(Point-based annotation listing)
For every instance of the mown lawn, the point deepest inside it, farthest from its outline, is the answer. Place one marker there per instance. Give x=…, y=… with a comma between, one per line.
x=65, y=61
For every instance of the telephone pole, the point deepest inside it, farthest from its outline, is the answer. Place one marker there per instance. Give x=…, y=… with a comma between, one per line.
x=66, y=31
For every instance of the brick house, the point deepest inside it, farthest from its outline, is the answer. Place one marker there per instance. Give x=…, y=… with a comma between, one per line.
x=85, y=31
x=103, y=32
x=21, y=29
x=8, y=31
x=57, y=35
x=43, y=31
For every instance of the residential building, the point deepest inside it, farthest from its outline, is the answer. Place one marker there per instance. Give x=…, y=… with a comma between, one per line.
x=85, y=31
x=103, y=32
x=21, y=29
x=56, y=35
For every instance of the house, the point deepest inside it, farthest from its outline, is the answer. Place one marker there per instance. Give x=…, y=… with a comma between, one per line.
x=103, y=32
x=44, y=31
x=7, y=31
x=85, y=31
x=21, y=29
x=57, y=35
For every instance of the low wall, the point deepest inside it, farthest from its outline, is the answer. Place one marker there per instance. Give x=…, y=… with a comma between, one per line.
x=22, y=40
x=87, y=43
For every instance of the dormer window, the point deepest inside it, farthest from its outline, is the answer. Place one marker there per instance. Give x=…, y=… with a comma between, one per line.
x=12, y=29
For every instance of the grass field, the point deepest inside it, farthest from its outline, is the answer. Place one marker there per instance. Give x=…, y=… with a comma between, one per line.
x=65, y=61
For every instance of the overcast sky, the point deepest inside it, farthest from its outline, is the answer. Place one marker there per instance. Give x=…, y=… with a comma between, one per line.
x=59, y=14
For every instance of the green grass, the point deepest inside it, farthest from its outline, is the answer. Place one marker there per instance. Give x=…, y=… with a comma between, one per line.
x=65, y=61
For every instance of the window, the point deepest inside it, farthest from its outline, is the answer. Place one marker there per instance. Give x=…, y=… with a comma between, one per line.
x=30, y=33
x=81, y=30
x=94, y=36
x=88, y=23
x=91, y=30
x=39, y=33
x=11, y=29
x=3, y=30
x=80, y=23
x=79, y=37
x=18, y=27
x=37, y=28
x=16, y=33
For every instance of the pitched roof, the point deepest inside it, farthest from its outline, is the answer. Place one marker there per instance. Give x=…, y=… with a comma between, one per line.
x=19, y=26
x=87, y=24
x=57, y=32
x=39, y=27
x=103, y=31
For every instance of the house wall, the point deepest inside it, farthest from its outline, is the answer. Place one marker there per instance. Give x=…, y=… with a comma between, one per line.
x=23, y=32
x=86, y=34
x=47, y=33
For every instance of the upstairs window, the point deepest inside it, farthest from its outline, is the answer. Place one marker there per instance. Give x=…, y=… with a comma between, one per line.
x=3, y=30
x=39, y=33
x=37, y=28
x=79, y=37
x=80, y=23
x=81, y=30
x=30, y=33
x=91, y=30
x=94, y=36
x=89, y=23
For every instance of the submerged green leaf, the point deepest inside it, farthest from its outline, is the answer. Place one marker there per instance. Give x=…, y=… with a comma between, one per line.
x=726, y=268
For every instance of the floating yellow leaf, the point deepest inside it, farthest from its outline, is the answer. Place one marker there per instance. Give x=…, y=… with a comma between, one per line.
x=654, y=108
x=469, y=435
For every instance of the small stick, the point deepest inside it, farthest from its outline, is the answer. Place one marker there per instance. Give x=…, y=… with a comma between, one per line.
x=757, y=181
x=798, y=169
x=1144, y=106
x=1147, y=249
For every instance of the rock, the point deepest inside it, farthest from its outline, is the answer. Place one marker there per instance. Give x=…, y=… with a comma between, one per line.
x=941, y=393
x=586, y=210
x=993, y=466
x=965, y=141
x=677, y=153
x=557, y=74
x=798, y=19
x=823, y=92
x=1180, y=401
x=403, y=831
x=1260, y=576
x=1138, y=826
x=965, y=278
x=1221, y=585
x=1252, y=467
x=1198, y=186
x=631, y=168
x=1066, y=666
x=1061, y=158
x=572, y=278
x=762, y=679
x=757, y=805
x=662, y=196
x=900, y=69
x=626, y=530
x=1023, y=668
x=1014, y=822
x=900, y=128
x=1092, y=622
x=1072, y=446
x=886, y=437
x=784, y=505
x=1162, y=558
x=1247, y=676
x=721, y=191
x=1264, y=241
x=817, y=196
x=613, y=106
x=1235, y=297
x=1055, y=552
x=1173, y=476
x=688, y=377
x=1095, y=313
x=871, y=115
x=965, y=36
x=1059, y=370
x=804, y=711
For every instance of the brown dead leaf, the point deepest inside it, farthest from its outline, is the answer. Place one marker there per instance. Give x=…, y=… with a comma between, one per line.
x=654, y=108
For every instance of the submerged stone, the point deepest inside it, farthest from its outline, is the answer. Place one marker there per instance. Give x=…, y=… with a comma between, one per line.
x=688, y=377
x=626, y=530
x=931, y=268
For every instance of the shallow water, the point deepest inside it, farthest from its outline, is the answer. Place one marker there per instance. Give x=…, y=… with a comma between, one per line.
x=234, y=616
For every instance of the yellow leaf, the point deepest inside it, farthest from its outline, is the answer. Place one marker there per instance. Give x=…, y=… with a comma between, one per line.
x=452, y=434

_REQUEST_
Revise the listing so that every occurrence of "farthest from its outline" is replaced with "most distant from its boundary", leaving all other text unchanged.

_TASK RESPONSE_
For every instance of the mown lawn, the point deepest inside it, most distant from its boundary, is the answer. Place one marker there per instance. Give x=…, y=… with a comma between, one per line.
x=65, y=61
For every instance of the telephone pole, the point deepest inside it, most distant from its boundary, is the answer. Place one marker there per instance. Give x=…, y=… with a comma between, one per line.
x=66, y=31
For every instance of the brick house, the point deepest inside it, most distant from its boundary, is the answer. Place one marker there per instance. Give x=…, y=… with a comma between, one per line.
x=85, y=31
x=103, y=32
x=21, y=29
x=8, y=31
x=57, y=35
x=43, y=31
For every instance of the residential building, the point deepest inside it, most distant from its boundary, is the answer. Place one marker there per instance. Give x=…, y=… with a comma between, one per line.
x=85, y=31
x=103, y=32
x=21, y=29
x=56, y=35
For every instance of the house, the point deepest inside it, most distant from its boundary, is the answer. Place one marker there per instance. Give x=…, y=… with a comma between, one per line.
x=103, y=32
x=44, y=31
x=7, y=31
x=85, y=31
x=21, y=29
x=57, y=35
For every instance of the low wall, the point deepest inside it, most distant from its boundary, is the answer. Place one marker there per instance. Give x=…, y=… with a comma between, one per line.
x=22, y=40
x=87, y=43
For every instance of the dormer window, the point deepest inside it, most distant from its boundary, is the answer. Place one marker there per instance. Give x=…, y=… with a comma between, one per line.
x=12, y=29
For every instance of the grass field, the point deepest inside it, most distant from its boundary, is the answer. Place one marker there per instance. Give x=…, y=… with a comma between, one per line.
x=65, y=61
For every instance of the overcast sky, the point deepest inside it, most distant from its boundary, is the answer. Place one marker there per instance. Give x=…, y=… with a comma between, one per line.
x=59, y=14
For every instance of the green grass, the point deepest inside it, most distant from its boundary, is the answer. Place one marker there per instance. Give x=…, y=… with a comma between, one per line.
x=65, y=61
For every instance of the window, the point deepest inside it, most distant from its boundary, is the answer. Place one marker there per instance. Give x=…, y=… with a comma between, one per line.
x=30, y=33
x=81, y=30
x=94, y=36
x=88, y=23
x=91, y=30
x=39, y=33
x=11, y=29
x=3, y=30
x=80, y=23
x=79, y=37
x=18, y=27
x=37, y=28
x=16, y=33
For every instance of the pitched roof, the point deepest inside it, most distant from its boundary, is the answer. Place one marker there per instance. Give x=…, y=… with a comma between, one per line.
x=19, y=26
x=87, y=24
x=57, y=32
x=39, y=27
x=103, y=31
For every instance of the house wall, the point deepest inside it, most distant from its boundary, is the answer. Place one marker there per instance. Give x=…, y=… with a comma between, one per line.
x=23, y=32
x=86, y=34
x=47, y=33
For every instance of the upstairs window, the point deepest inside it, most distant from its boundary, is the answer. Place one marker there per instance. Give x=…, y=… with a comma between, one per line.
x=3, y=30
x=39, y=33
x=37, y=28
x=79, y=37
x=80, y=23
x=81, y=30
x=30, y=33
x=91, y=30
x=94, y=36
x=89, y=23
For every instance of the submerged green leaf, the point deepest inside it, most distant from its boundary, is the answer. Place one marker there per instance. Give x=…, y=… with a comma between, one per line.
x=726, y=268
For every instance of the floating yellow leaf, the point deepest inside it, most distant from its boundary, is the answer. Place one marker there per instance. Give x=…, y=… with a comma between, one per line.
x=654, y=108
x=469, y=435
For every instance of the small stick, the point deepest inside it, most distant from its boundary, is the answer. Place one marker there per instance. Give x=…, y=… with a comma between, one per line.
x=757, y=181
x=798, y=169
x=1144, y=106
x=1147, y=249
For every instance of the rock, the point deepest inside it, most distant from its boundary, is the answer. Place one marker there per instance. Give x=…, y=… with a comma between, one per line.
x=941, y=393
x=586, y=210
x=993, y=466
x=965, y=141
x=677, y=153
x=557, y=74
x=798, y=19
x=823, y=92
x=1180, y=401
x=403, y=831
x=1260, y=576
x=1138, y=826
x=965, y=278
x=1221, y=585
x=1252, y=467
x=1198, y=186
x=631, y=168
x=1066, y=666
x=1061, y=158
x=572, y=278
x=762, y=679
x=757, y=805
x=662, y=196
x=900, y=69
x=626, y=530
x=1023, y=668
x=1014, y=822
x=900, y=128
x=1092, y=622
x=1072, y=446
x=886, y=437
x=784, y=505
x=1162, y=558
x=1247, y=676
x=721, y=191
x=1264, y=241
x=817, y=196
x=613, y=106
x=1235, y=297
x=1055, y=552
x=1173, y=476
x=688, y=377
x=1095, y=313
x=871, y=115
x=965, y=36
x=1059, y=370
x=804, y=711
For every instance of the brown dead leaf, the point deepest inside it, most distant from its boundary, is the answer. Place one marker there per instance. Give x=…, y=… with a comma between, one per line.
x=654, y=108
For every instance of the submerged stone, the point deepest inside it, most distant from its boundary, is the answer. Place one marker there per instance. Give x=…, y=… with a comma between, one per line.
x=688, y=377
x=626, y=530
x=931, y=268
For every instance of the shallow water, the point deepest inside it, most distant from its boundary, is the answer. Place one marker there per instance. Give x=…, y=… with a comma between, one per line.
x=234, y=616
For every instance of the yellow leaf, the point deepest inside it, most distant from its boundary, is the answer. Place one marker there per instance. Give x=…, y=… with a comma between, one per line.
x=452, y=434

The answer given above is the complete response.